[Given problem]: Transcribe each of the following lines verbatim, without altering any character.

[Examples of point labeling]:
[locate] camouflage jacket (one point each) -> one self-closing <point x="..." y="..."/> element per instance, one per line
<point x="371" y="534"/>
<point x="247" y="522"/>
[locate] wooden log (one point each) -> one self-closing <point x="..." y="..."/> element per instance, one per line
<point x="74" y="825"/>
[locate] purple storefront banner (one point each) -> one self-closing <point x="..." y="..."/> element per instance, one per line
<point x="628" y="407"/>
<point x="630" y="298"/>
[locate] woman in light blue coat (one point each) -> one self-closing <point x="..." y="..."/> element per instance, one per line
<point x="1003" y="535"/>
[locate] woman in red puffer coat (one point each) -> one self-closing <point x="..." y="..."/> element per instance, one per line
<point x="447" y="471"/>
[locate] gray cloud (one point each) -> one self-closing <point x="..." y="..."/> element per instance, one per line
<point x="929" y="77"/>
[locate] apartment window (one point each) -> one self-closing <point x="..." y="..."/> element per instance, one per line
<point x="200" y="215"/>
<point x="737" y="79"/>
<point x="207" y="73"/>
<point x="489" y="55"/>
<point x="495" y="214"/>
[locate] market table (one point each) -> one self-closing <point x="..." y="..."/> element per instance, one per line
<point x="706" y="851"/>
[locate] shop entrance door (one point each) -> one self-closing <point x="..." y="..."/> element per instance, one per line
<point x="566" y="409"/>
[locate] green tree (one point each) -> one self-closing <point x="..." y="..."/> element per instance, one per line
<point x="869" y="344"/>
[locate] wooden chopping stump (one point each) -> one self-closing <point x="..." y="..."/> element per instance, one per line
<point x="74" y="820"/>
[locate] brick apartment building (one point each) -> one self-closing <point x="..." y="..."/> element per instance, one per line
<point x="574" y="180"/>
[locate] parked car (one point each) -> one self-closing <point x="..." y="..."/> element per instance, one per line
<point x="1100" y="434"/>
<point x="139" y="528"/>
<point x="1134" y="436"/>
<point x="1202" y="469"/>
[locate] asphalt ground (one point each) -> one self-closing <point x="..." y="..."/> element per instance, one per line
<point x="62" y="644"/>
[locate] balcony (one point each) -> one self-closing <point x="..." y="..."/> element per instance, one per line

[Response to the exercise]:
[locate] camouflage jacket (one point each) -> one self-closing <point x="..." y="..."/> element per instance, one per line
<point x="371" y="534"/>
<point x="247" y="522"/>
[locate] wooden log (one point each) -> one self-closing <point x="..." y="..."/> element per instance, one per line
<point x="74" y="825"/>
[locate] purple storefront banner (one point each) -> one self-closing <point x="..." y="..."/> element per instance, one per line
<point x="628" y="407"/>
<point x="630" y="298"/>
[locate] woman in light blue coat (one point each) -> one self-closing <point x="..." y="..."/> element per instance, one per line
<point x="1003" y="535"/>
[locate] woman in red puffer coat (one point each) -> one self-closing <point x="..." y="..."/> element per instance, one per line
<point x="447" y="471"/>
[locate] gray cloud (one point each) -> one self-closing <point x="..." y="..."/> element per instance, one per line
<point x="929" y="77"/>
[locate] apartment window (one point each) -> one self-closing <point x="..." y="..."/> element per instance, one per line
<point x="200" y="215"/>
<point x="737" y="79"/>
<point x="207" y="73"/>
<point x="489" y="55"/>
<point x="495" y="214"/>
[locate] market table (one point each) -> one self-closing <point x="..." y="..."/> element per instance, one per line
<point x="706" y="851"/>
[locate] shop entrance door (one point each) -> one self-closing <point x="..." y="..."/> element per instance, one per line
<point x="566" y="409"/>
[locate] green tree (one point each) -> one self-closing <point x="..." y="..."/> element per instance, one per line
<point x="869" y="344"/>
[locate] wooden chopping stump (one point each) -> one self-closing <point x="..." y="..."/> element per instance, one per line
<point x="74" y="820"/>
[locate] brick apartment building (one point each) -> one self-closing <point x="..." y="..."/> element per instance, one per line
<point x="574" y="180"/>
[locate] parked car (one point each) -> one self-closing <point x="..." y="..."/> element per instance, one per line
<point x="1100" y="434"/>
<point x="139" y="528"/>
<point x="1134" y="436"/>
<point x="1202" y="469"/>
[locate] asphalt ground (one point each) -> one self-closing <point x="..." y="..."/> element per instance, one per line
<point x="62" y="644"/>
[locate] balcony (one point each) -> one self-closing <point x="..." y="..."/> element per instance, one per line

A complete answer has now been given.